_STATED GOAL_:
Render every row below as a two-column CSV with the headers instruction and output, one line per row. Put the row's text and its answer each in a single quoted field, replace line breaks with spaces, and omit the pictures.

— begin —

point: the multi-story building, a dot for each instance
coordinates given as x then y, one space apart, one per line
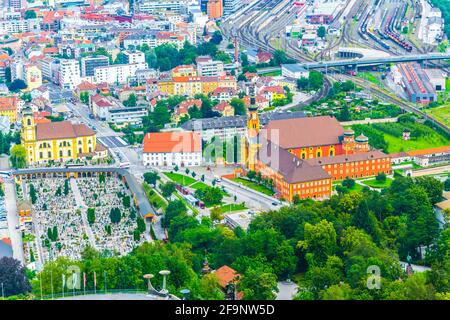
19 26
57 141
127 116
69 73
170 149
88 64
231 6
32 76
214 9
8 108
161 6
207 67
303 156
16 4
118 73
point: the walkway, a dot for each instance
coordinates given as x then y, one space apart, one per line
83 208
13 220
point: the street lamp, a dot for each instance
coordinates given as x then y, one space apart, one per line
185 293
164 273
149 277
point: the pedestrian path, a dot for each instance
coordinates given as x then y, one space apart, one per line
83 208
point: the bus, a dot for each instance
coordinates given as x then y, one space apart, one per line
5 174
124 165
74 165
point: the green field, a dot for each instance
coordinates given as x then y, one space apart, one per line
254 186
232 207
378 184
441 113
389 136
155 200
372 77
355 188
180 178
199 185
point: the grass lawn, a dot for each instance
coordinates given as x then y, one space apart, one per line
370 77
254 186
271 74
378 184
194 210
429 138
232 207
155 200
180 178
398 144
355 188
199 185
441 113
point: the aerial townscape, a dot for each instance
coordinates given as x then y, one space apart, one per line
224 150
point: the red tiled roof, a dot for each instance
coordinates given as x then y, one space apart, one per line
8 103
62 130
296 133
429 151
172 142
226 275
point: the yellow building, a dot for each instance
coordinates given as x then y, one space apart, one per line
8 108
33 76
187 86
250 142
184 71
166 86
58 141
209 84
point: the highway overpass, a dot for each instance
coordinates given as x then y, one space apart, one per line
366 62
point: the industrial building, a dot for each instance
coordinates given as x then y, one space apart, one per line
416 83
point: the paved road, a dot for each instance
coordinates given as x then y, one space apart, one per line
13 220
82 206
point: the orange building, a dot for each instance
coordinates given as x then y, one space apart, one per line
214 9
304 156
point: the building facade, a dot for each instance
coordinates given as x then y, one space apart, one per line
56 141
170 149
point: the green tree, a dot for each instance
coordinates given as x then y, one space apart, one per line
84 97
151 177
131 101
13 277
33 196
30 14
238 105
115 215
126 201
216 37
18 156
91 215
167 189
319 239
258 284
432 187
381 177
321 32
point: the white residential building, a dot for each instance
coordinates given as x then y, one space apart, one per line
170 149
69 73
210 68
118 73
133 57
18 26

— end —

_SOLUTION_:
instruction,output
"point: the multi-story building, a dot for each instance coordinates given as x then y, one space apart, one per line","19 26 57 141 127 116 69 73 170 149 88 64 231 6 32 76 214 9 8 108 161 6 207 67 303 156 16 4 118 73"
"point: the walkway, a dot for each instance coordinates given as x then y, one space apart, one per line","83 208 13 220"
"point: the street lamp, a dot for each instance coordinates given as x then y, one space apart, one per line","185 293 164 273 149 277"
"point: the pedestrian path, a dot for each instance coordinates given as x then y, one space apart, one per line","83 208"
"point: the bus, a dot for each instance coordinates given as x then y, one space apart, one per line","5 174 124 165 74 165"
"point: the green field, a dot for each instance coordinates given as x then y, one space apart, one per line","254 186 232 207 378 184 441 113 389 136 155 200 372 77 355 188 180 178 199 185"
"point: the grass lawn, a dot for each instance coordinates given as x then y, one space apart, one per line","370 77 254 186 271 74 378 184 194 210 429 138 232 207 155 200 180 178 398 144 355 188 199 185 441 113"
"point: the aerial townscape, a dot for each instance coordinates given as x then y, one space apart, one per line","224 150"
"point: the red tiled roof, a dot for each instance coordinates given as x then y, one space apart, one per line","8 103 62 130 296 133 429 151 172 142 226 275"
"point: the yellow building, a dot for each instance coordinates given as x then y, one space apart, one per line","8 108 33 76 187 86 250 142 184 71 166 86 58 141 209 84"
"point: the highway overpass, a dot for each instance coordinates given as x then y, one space apart, one per line","366 62"
"point: the industrial building, a dot for each instance coordinates given as x then y, one space apart, one per line","416 83"
"point: the paved road, a dot for each instance coordinates given as x then y, one space apart, one per line","13 220 82 206"
"point: the orange building, a dot for each instance coordinates given as x then y, one space apart, one per line","214 9 304 156"
"point: the building facade, a dot for each instance coordinates given as x then y, one space apart, one per line","56 141 170 149"
"point: the green tree, a dot for each instance coordinates given as x then y, one space apart, one per line","84 97 151 177 131 101 13 277 33 196 30 14 238 105 115 215 126 201 216 37 18 156 91 215 167 189 319 239 258 284 432 187 381 177 321 32"
"point: the white residential building, a dot for each instance coordinates given as x then y, one space apart, one per line","170 149 69 73 210 68 118 73 133 57 18 26"